*** Begin section ***

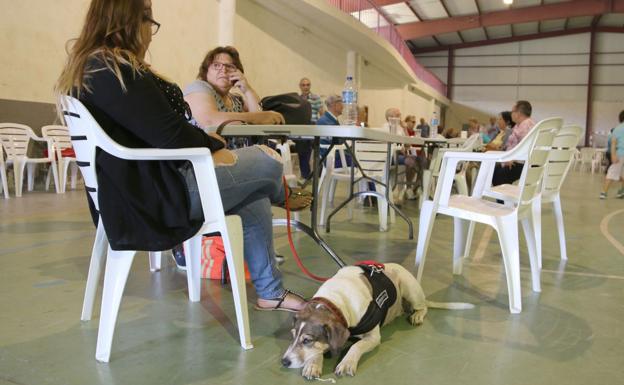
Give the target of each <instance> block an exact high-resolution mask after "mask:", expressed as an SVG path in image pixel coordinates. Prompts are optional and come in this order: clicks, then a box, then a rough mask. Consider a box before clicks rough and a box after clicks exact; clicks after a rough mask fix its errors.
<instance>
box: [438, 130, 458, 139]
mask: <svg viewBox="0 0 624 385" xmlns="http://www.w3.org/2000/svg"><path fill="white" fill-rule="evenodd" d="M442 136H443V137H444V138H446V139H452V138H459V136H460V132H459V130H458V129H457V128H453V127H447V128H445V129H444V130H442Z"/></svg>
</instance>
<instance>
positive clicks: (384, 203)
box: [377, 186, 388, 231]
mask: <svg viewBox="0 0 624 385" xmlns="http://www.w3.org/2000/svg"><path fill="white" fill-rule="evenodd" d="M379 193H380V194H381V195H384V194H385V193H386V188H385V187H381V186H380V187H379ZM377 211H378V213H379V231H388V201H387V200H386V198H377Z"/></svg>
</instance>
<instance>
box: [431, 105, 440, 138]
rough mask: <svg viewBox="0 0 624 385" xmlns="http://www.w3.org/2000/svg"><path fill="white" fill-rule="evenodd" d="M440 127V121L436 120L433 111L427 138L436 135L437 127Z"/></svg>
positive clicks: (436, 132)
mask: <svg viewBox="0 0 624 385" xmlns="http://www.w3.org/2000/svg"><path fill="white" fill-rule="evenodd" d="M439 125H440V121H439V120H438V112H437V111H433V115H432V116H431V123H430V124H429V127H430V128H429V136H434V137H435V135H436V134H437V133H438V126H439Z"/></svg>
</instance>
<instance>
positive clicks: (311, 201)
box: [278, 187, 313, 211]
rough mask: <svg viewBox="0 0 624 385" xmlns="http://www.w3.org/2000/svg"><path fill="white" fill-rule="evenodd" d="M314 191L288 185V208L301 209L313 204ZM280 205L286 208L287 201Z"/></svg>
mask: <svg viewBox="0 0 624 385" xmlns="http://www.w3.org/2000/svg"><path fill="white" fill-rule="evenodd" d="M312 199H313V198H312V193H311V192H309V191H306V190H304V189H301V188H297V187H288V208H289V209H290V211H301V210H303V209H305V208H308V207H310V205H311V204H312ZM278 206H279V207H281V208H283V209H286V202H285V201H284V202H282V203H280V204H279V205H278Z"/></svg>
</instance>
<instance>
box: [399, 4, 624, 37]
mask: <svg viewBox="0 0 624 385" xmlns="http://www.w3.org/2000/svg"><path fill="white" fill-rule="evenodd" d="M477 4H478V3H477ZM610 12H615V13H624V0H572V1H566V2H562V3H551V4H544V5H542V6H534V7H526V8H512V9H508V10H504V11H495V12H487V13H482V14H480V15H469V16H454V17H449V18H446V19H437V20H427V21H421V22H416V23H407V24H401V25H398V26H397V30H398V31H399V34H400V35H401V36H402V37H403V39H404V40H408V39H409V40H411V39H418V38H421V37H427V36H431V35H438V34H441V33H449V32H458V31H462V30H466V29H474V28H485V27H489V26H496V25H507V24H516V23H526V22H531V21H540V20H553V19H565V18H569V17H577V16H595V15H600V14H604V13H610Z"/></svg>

*** End section ***

» **WHAT TO DO**
Reproduce the material verbatim from its beginning up to and including the line containing "box: [438, 130, 458, 139]", omitting the pictures from your answer.

» **WORKED SOLUTION**
Give the target of each <instance> block an exact high-resolution mask after "mask:", expressed as an SVG path in image pixel coordinates. Prompts are optional and come in this order: clicks, then a box, then a rough mask. Consider a box before clicks rough and a box after clicks exact; clicks after a rough mask fix its errors.
<instance>
box: [438, 130, 458, 139]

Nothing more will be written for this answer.